Task 1:
Retype the part of the travel diary below from "8th January - Westport" to "a picnic lunch." with no changes.

After taking off our wetsuits and drying off a bit we sail around a bit more and watch the dolphins from the surface. They are great and so playful. swimming around the boat, and making jump after jump. Forward flips, backward flips, twisting in mid-air, as you can see I even managed to get an action shot. All in all a great first day on the trip.

7th January - To Nelson

Today's a bit of a travel day. We head out of Kiakoura and the first stop is Picton where half the bus get off for the ferry to the North Island and a new lot travelling down from the North Island get on. We also swap drivers, the new one is Eoman. As we head out of Kiakoura we stop at a seal colony. And there sure were a lot of seals. It must have gone on for about 3 miles and the rocks were pretty packed. Where we stopped they were on the rocks quite close to the road. Some were swimming, some lazing and the two at the centre of the picture either kissing or fighting it was hard to tell!

We then headed on the Nelson. Which is the gateway to the Abel Tasman National Park which is supposed to be beautiful. Quite a few people with more time on their hands than me will be staying on here for a while but for me it's busy, busy, busy and just an overnight stop.

8th January - Westport

We start out down the West Coast. For the next 6 days the make up of the bus will stay pretty much the same, we don't expect anyone to stay on anywhere longer then the bus does. The group is fairly young but not as young as I expected. About half English, a few Irish and the rest German, Danish and Scandinavian. A few straight out of Uni but most in the 25 to early 30s range. There are a couple of people older than me. We're heading for Westport but we make a couple of stops along the way. Firstly a supermarket to buy lunch and then down to a lake where we do a 1/2 an hour walk and have a picnic lunch.

On the bus we're offered a few activities for the afternoon. Horse riding, quad-biking and jet-boating. I plump for the jet-boating. I also did it in Sydney Harbour but I'm glad I held out till now.

Eoman drops us off at the adventure place and takes our bags on the the hostel. We then suit up in the wet weather gear and jump on the boat (which is on a trailer behind a tractor). After a 10 minute drive we reach the river and he drops the boat back into the water. We're going out on a jetboat. There are no external working parts. The propellers are internal, it sucks in water and forces it out to get propulsion. It can force out 1 tonne of water in 3 seconds. It's 820 bhp and can travel up to 50kmh. And in total manageability and the ability to operate in just 8 inches of water and you've got a fun boat.

Task 2:
How many lines of the records below contain the string "patch"? Case matters, and the reply should be the number alone.

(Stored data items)
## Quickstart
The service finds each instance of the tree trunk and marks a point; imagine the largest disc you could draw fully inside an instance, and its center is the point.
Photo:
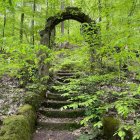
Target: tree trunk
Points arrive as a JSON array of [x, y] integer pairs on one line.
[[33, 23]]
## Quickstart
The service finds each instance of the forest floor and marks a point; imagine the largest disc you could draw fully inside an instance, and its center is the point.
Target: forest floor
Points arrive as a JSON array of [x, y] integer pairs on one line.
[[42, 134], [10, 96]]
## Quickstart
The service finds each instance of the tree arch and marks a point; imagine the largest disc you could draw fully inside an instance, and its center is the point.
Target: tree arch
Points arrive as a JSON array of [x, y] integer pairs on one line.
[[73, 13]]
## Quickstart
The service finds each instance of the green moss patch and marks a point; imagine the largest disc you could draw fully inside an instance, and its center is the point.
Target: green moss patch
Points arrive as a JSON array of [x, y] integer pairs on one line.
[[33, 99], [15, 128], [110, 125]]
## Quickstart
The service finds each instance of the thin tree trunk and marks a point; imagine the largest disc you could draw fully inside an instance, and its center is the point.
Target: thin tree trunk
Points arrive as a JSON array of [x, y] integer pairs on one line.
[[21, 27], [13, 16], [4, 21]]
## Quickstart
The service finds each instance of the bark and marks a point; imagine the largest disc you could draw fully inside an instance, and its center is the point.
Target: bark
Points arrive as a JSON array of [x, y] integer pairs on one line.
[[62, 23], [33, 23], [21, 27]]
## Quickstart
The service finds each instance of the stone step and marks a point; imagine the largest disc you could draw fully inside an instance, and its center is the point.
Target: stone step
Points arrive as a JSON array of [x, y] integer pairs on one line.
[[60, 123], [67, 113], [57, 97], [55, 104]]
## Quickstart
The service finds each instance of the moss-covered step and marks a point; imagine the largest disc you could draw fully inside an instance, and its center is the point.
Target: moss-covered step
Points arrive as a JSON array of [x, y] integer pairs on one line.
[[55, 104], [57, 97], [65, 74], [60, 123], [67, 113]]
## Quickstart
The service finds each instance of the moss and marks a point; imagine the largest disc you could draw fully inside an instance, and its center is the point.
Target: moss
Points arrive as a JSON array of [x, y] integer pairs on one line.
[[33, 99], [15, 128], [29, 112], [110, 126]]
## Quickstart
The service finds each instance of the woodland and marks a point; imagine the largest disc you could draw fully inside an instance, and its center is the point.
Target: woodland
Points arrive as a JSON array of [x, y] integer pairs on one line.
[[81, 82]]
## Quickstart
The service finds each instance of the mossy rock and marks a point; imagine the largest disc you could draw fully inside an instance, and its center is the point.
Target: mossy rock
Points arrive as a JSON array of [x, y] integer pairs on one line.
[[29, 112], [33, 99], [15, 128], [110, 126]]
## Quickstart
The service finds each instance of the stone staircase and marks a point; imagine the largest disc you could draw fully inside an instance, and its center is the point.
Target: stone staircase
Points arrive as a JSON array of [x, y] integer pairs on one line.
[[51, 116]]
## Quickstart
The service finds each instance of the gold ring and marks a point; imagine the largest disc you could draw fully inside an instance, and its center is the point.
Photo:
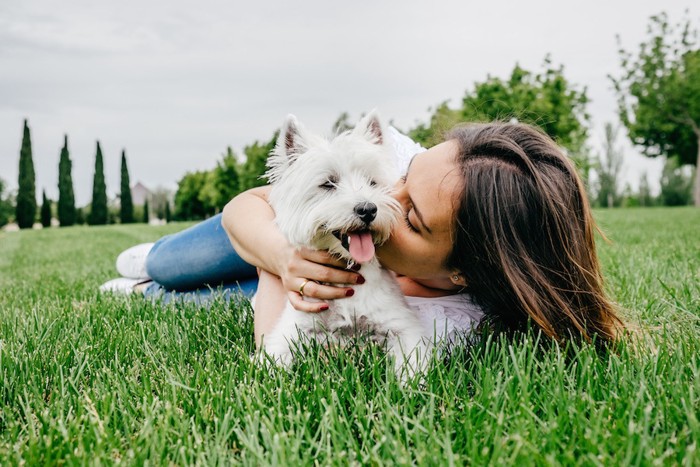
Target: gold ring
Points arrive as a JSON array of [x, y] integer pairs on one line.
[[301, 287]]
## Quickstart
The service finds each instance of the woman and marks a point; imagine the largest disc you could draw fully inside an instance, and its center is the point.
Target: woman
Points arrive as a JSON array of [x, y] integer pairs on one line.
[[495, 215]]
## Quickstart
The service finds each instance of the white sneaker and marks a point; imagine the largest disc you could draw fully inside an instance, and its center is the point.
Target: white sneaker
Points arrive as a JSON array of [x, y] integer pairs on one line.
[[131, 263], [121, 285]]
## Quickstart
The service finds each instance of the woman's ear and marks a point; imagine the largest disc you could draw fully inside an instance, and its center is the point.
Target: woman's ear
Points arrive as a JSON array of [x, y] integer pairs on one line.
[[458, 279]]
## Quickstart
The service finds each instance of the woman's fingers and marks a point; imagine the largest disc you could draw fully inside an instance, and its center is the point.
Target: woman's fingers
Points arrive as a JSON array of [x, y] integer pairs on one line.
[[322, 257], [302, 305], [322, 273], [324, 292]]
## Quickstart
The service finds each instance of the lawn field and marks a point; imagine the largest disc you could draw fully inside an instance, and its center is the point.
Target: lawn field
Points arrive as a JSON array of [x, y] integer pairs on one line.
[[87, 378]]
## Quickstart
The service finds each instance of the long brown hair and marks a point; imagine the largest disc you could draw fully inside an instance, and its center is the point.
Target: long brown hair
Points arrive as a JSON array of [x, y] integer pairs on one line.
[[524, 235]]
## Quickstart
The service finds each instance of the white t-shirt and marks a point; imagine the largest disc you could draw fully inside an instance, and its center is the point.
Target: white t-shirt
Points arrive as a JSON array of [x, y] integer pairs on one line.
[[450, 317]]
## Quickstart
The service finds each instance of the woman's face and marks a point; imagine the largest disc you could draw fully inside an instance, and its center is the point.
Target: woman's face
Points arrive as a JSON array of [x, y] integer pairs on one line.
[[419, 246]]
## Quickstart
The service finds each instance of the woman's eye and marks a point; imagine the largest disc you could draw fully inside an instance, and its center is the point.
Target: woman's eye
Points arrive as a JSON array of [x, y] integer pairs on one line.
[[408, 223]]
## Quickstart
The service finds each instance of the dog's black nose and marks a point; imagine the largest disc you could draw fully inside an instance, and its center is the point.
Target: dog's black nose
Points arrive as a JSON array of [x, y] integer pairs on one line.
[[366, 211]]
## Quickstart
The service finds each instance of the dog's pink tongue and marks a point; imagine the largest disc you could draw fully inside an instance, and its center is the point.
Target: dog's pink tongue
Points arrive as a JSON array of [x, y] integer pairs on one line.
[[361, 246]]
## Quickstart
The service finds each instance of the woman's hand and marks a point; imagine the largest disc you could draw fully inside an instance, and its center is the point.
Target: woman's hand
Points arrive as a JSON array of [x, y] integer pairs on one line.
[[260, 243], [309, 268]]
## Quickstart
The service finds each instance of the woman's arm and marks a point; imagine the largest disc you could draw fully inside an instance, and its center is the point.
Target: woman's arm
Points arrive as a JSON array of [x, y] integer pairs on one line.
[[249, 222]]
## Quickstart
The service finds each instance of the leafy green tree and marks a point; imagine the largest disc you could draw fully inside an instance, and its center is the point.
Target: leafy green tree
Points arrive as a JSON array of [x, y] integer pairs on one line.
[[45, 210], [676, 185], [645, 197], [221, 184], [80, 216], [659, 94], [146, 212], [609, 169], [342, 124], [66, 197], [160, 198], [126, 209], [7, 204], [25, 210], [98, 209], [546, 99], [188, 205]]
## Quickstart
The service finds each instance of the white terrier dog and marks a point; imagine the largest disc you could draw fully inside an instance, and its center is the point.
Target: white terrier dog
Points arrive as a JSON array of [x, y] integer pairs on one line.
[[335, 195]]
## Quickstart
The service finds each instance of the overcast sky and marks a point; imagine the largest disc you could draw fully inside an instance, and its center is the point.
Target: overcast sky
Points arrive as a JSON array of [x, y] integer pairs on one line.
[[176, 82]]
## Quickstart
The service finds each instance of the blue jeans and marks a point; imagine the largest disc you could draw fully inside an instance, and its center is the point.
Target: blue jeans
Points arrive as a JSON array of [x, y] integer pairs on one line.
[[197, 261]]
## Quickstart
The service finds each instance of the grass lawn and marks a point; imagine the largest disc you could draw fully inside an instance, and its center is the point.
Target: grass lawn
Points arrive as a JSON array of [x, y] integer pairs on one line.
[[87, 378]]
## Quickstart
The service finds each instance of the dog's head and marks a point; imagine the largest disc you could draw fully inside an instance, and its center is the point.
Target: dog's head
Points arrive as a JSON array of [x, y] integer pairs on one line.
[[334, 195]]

---

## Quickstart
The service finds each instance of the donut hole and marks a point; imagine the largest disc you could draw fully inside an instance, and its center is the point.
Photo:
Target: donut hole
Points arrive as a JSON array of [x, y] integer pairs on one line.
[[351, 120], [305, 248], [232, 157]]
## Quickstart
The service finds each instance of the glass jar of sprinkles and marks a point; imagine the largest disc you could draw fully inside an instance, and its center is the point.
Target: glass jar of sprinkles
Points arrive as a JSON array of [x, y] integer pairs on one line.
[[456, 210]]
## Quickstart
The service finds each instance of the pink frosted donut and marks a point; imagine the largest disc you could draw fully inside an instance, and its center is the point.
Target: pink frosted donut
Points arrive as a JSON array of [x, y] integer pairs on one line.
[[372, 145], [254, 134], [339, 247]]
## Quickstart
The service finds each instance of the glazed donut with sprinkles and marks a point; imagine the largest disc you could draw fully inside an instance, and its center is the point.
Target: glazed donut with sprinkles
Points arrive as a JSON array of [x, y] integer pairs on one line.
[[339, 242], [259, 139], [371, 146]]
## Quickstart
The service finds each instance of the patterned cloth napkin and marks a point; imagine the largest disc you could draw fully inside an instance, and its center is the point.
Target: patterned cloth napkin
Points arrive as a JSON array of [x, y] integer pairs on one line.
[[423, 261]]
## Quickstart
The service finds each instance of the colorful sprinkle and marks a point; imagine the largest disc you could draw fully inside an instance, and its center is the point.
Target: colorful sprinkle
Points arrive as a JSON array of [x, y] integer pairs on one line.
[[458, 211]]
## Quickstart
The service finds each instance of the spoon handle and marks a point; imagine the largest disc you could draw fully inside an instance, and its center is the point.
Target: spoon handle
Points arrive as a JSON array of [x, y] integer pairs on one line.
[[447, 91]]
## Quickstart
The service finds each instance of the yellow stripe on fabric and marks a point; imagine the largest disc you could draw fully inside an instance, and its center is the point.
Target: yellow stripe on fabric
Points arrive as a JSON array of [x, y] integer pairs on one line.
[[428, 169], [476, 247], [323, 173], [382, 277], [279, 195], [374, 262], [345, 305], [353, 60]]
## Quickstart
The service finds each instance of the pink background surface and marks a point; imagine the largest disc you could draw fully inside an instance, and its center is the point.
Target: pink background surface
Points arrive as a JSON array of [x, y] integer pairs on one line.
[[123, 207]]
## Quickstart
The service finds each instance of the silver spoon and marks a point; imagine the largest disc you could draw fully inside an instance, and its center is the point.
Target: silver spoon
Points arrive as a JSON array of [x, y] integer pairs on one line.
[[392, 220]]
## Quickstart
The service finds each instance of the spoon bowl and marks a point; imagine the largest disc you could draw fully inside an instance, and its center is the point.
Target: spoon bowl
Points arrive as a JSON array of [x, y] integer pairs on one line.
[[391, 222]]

Written reply 1:
8th January - Westport

We start out down the West Coast. For the next 6 days the make up of the bus will stay pretty much the same, we don't expect anyone to stay on anywhere longer then the bus does. The group is fairly young but not as young as I expected. About half English, a few Irish and the rest German, Danish and Scandinavian. A few straight out of Uni but most in the 25 to early 30s range. There are a couple of people older than me. We're heading for Westport but we make a couple of stops along the way. Firstly a supermarket to buy lunch and then down to a lake where we do a 1/2 an hour walk and have a picnic lunch.

Written reply 2:
2